• _WHAT TO WORK ON_
Starting at the first line below, copy through to the last line exactly.
(RECORDS SUPPLIED begins)
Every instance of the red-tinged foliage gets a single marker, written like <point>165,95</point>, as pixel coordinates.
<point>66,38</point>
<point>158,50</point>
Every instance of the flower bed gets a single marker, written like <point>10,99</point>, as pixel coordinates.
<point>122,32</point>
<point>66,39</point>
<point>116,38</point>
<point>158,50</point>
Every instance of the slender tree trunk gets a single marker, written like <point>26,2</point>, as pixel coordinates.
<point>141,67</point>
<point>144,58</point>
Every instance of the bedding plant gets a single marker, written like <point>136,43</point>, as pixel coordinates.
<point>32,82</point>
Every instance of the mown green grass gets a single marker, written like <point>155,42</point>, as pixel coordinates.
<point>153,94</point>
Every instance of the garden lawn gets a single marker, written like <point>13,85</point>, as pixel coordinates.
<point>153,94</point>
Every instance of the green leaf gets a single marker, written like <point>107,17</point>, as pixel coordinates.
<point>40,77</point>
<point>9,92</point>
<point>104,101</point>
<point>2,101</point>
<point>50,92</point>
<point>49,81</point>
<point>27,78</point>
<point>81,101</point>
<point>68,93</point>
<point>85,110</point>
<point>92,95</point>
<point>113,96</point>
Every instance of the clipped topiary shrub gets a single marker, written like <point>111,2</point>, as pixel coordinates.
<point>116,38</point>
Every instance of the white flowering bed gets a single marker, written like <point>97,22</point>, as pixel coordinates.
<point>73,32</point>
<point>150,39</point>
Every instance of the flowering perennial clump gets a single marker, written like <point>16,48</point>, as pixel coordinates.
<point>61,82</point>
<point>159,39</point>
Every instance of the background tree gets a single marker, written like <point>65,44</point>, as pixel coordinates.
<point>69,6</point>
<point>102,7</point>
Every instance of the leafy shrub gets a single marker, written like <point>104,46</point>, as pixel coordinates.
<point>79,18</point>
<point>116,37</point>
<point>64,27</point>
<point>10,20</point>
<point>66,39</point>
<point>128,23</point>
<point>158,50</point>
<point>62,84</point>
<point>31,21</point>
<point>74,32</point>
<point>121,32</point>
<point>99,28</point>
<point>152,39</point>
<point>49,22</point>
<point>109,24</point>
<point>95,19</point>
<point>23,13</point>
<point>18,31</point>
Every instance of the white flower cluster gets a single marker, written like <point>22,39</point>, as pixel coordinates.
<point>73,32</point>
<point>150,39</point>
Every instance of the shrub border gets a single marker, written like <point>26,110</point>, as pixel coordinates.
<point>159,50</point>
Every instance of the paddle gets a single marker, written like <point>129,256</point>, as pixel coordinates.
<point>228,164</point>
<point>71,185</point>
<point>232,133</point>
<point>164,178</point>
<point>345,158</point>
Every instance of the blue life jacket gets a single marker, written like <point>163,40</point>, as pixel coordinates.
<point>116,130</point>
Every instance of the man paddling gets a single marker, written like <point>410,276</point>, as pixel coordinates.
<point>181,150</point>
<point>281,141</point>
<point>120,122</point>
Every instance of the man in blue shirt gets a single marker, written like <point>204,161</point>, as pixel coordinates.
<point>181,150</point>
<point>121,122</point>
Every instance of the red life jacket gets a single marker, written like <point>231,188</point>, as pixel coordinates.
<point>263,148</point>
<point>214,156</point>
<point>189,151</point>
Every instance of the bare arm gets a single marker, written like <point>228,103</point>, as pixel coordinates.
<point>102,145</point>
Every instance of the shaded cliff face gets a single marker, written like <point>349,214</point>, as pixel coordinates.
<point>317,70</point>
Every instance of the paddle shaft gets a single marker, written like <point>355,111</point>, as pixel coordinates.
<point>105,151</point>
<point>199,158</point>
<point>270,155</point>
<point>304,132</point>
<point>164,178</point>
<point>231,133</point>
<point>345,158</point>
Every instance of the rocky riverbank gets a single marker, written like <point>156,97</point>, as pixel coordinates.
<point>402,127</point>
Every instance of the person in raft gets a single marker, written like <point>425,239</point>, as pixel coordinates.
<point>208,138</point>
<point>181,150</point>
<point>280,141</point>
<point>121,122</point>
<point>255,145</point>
(RECORDS SUPPLIED ends)
• _RESPONSE TO THE TASK_
Every instance of the red-tinged foliage gets a single marker, written like <point>165,95</point>, as pixel coordinates.
<point>66,38</point>
<point>158,50</point>
Every instance of the flower bed gets a single marker, written like <point>10,99</point>, as pixel coordinates.
<point>122,32</point>
<point>66,39</point>
<point>116,38</point>
<point>158,50</point>
Every instance of the slender tree trunk gets a single marker, written like <point>26,2</point>, as pixel coordinates.
<point>141,67</point>
<point>144,58</point>
Every instance of the bedding plant gets a single marker, written like <point>136,43</point>, as pixel coordinates.
<point>32,82</point>
Every instance of the mown green grass gets a single marker, written like <point>155,42</point>, as pixel coordinates.
<point>153,94</point>
Every instance of the garden lawn gets a single marker, written like <point>13,85</point>, as pixel coordinates.
<point>153,94</point>
Every instance of the green leaf gets a single marker, written like <point>107,17</point>, as pixel coordinates.
<point>40,77</point>
<point>9,92</point>
<point>104,101</point>
<point>2,101</point>
<point>50,92</point>
<point>49,81</point>
<point>27,78</point>
<point>81,101</point>
<point>68,93</point>
<point>85,110</point>
<point>92,95</point>
<point>113,96</point>
Every instance of the clipped topiary shrub gets a single marker, written like <point>111,2</point>, as pixel coordinates.
<point>116,38</point>
Every instance of the white flowering bed gets a single marker, written like <point>97,22</point>, as pixel coordinates.
<point>73,32</point>
<point>150,39</point>
Every instance of the flowering perennial clump gets a single marker, written like <point>16,48</point>, as pixel coordinates.
<point>61,82</point>
<point>159,39</point>
Every instance of the background tree gets a single marker, written like <point>65,44</point>, as pixel coordinates.
<point>69,6</point>
<point>102,7</point>
Every instance of the leafy shrub gets a single marker, written like <point>104,46</point>, as pixel coordinates.
<point>79,18</point>
<point>116,37</point>
<point>64,27</point>
<point>10,20</point>
<point>66,39</point>
<point>128,23</point>
<point>158,50</point>
<point>62,84</point>
<point>31,21</point>
<point>74,32</point>
<point>121,32</point>
<point>99,28</point>
<point>152,39</point>
<point>49,22</point>
<point>109,24</point>
<point>95,19</point>
<point>23,13</point>
<point>18,31</point>
Every instance of the white flower cluster gets a single marker, written like <point>22,39</point>, as pixel coordinates.
<point>73,32</point>
<point>150,39</point>
Every instance of the shrub border gets a single marker, written like <point>26,110</point>, as pixel coordinates.
<point>159,50</point>
Every instance of the paddle gets a single marker, written like <point>129,256</point>, as pixel coordinates.
<point>228,164</point>
<point>71,185</point>
<point>232,133</point>
<point>164,178</point>
<point>345,158</point>
Every instance of the blue life jacket gets a single marker, written like <point>163,40</point>, as pixel coordinates.
<point>116,130</point>
Every instance of the man paddling gets a single marker, written like <point>410,276</point>, as pixel coordinates.
<point>181,150</point>
<point>281,141</point>
<point>120,122</point>
Every instance of the man in blue shirt gets a single marker, written like <point>204,161</point>, as pixel coordinates.
<point>181,150</point>
<point>121,122</point>
Every instance of the red life jacket gets a single marker, written like <point>231,188</point>, as pixel coordinates.
<point>263,148</point>
<point>214,156</point>
<point>189,151</point>
Every instance of the bare arm gets a single marker, written like <point>228,103</point>, as pixel coordinates.
<point>102,145</point>
Every instance of the shaded cliff face gets a single marker, written like <point>349,214</point>, as pixel coordinates.
<point>317,70</point>
Every instance of the paddle shaft gets a single marker, written like <point>355,111</point>, as pixel coordinates.
<point>105,151</point>
<point>199,158</point>
<point>270,155</point>
<point>304,132</point>
<point>164,178</point>
<point>231,133</point>
<point>345,158</point>
Every instance of the rocky riverbank gets a single marker, written like <point>156,97</point>, as pixel coordinates.
<point>402,127</point>
Every instance of the person in raft gets a single marker, written like <point>425,239</point>, as pixel coordinates.
<point>208,138</point>
<point>181,150</point>
<point>280,141</point>
<point>121,122</point>
<point>255,145</point>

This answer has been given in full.